> **WRITTEN REQUEST**:
Every record below should be written out exactly; pictures stay out.

> **SOURCE RECORDS**:
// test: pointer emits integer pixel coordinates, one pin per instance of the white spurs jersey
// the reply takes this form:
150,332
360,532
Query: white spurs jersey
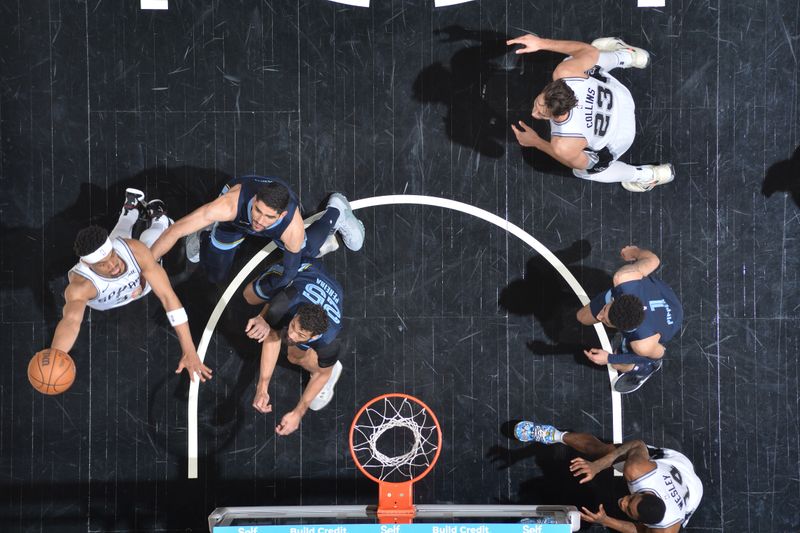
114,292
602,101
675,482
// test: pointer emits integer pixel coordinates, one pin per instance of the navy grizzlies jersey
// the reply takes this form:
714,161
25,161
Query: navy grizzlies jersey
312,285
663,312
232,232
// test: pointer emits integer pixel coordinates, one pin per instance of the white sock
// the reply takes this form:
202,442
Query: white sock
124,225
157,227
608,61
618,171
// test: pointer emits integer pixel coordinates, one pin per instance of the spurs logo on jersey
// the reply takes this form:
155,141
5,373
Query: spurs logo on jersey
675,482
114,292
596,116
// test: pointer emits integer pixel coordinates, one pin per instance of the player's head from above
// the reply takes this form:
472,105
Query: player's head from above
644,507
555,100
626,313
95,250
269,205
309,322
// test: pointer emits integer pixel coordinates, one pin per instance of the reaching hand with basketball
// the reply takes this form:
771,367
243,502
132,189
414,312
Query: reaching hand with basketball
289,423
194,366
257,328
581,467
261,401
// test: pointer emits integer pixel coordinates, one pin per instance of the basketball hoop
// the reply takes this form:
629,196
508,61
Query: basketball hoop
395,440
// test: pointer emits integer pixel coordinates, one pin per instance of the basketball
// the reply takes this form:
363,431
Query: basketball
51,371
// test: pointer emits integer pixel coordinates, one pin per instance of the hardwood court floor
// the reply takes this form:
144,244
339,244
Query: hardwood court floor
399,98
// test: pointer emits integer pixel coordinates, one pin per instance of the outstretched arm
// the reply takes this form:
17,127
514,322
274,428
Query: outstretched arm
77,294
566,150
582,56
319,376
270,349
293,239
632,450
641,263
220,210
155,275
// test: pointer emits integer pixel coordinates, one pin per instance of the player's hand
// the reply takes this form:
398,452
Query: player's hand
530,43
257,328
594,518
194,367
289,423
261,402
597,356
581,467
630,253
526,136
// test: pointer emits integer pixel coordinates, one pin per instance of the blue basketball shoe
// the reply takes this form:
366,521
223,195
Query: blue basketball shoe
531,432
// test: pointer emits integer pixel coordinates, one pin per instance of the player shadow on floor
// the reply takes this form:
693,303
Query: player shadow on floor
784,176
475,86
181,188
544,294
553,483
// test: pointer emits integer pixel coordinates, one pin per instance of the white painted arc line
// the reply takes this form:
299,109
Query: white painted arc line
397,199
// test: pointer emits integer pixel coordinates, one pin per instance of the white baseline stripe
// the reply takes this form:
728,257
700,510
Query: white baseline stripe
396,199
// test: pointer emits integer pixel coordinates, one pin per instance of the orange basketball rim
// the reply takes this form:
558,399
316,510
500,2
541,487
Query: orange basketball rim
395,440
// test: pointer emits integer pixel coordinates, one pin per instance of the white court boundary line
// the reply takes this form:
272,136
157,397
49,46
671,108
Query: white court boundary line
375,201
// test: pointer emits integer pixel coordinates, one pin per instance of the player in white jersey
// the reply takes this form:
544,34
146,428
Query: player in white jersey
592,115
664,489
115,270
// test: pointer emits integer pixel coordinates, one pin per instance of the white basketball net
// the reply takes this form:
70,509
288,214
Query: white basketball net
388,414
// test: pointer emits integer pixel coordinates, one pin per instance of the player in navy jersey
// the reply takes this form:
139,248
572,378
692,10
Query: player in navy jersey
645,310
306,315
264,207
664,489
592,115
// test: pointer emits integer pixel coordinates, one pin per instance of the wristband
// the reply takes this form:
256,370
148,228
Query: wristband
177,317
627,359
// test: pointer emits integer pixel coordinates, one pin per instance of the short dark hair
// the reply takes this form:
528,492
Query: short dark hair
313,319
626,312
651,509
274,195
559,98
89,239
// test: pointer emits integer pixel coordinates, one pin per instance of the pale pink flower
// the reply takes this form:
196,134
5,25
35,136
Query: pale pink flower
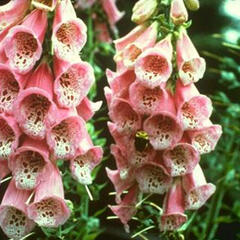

> **EXPECTED ANSWER**:
// test: pointer emits integer pixel coordinates, one pin per instance of the white spurs jersey
// the reply takes this form:
150,332
360,532
Query: white spurs jersey
114,292
602,101
675,482
// test: pointer emits integer pixel coordinates, one pin per instance of the navy grizzlies jersey
// the reply takes this form:
714,161
25,161
Query: navy grizzlies jersey
312,285
663,312
232,232
// test: pointer emits integer pixel coordinates, one pin per instance of the white sock
// the reply takes this form:
202,442
Query: white sock
124,225
157,227
608,61
618,171
// test: pointer emits integer pixel coordinates, one pin per instance of the spurs logo on jersey
// the reply takes this form:
155,141
5,373
Query: spurs logo on jersey
675,482
114,292
596,116
// test: pointer emits integer pixel coordinates, one pin per instance of the player's head from above
// the reply takes this form:
472,105
Query: player's head from above
644,507
555,100
626,313
95,250
269,205
309,322
// test: pointer emits integer pixel coordinates, one pin per instance of the reaching hand with basketball
// the reply takes this form:
771,367
243,502
132,189
414,312
Query: reaching hand with basketball
289,423
194,366
257,328
581,467
261,401
// test: pointer emits integer pixel coordinates, one pin per instance of the basketball hoop
// the reply takes this form:
629,196
508,61
Query: basketball hoop
395,440
// test: pointer emits integer pixel coordinates, one pin per instance of the basketball
// the reply takes this form:
363,431
Query: basketball
51,371
// test: pointer emits integer pixel coordinates, one pin per instance of the hardwood court floor
// the reply takes this form:
144,244
339,244
Query: hardwood court floor
399,98
// test: pointer emits integer pixel coordinates, one pin per instance of the outstretched arm
// the reply takes this form:
17,127
514,322
274,428
Query: outstretched arm
77,294
566,150
582,56
319,376
270,349
293,239
632,450
641,263
220,210
155,275
// test: pointer emits integer pixel coordinates, one pin per instance of the player's hand
// the reply takes this form:
398,452
Query: player's hand
530,43
257,328
594,518
194,367
289,423
261,402
597,356
581,467
630,253
526,136
// test: pointer emits integer pixel coordinates, one pin per instance of the blue basketball shoe
// the reply takes this form:
366,521
223,195
Query: blue basketball shoe
531,432
// test: pointer emits integer pixel coordinates, one pin per instance of the player shadow on floor
// the reply takes this form:
693,303
Query: player shadow on floor
784,176
475,86
181,188
544,294
553,483
// test: pointer emits integer pixel coordinates, one pin per instance of the white painted arc line
// the reply takes this form:
299,109
Query: white painted arc line
397,199
// test: pointer emits integer pixel coordinates, one pin per instance of the white baseline stripe
// the reply takes this form:
728,257
700,510
Query: white baseline stripe
396,199
// test: pointer emits integer pixel coordinates, one pin per instance of the orange basketball rim
// the reply takes this form:
558,399
316,510
500,2
541,487
Query: orange basketball rim
395,440
// test: pointer emits integer pixel coordinates, one pin per instance of the white court boundary line
// the reply takes this form:
272,136
157,397
49,46
671,108
Query: white court boundary line
375,201
// test: pointer emits integer pixel coordinates, one pin per instance of the player in white jersey
// the reply takes this form:
544,34
146,428
Query: player in white jersey
592,115
664,489
115,270
// test: pointer emits integer pixel coordinates, one pin per instance of the white basketball net
// the reply takes this form:
70,509
288,214
Query: white basketball net
388,414
// test: pointer emits integer pixel coordinates, one pin per instance of the player in navy jersey
// the reply takes this form:
139,248
572,378
692,10
Query: player in navy jersey
645,310
306,315
264,207
664,489
592,115
// test: pointer emits integer pixel coordinates, one pin per instance of the wristband
// the reply takes this form:
256,370
148,228
Query: wristband
177,317
627,359
// test: pointer emits integer pixel coordinates, one pin per instance of the short dark hair
// the reply takes this form:
528,492
Query: short dark hair
313,319
626,312
651,509
274,195
559,98
89,239
// test: pointer emits integer pixel coordinates, one pin per instance of the pale pink flower
// the reply takes this form:
196,134
5,25
35,136
Query: pale pink flower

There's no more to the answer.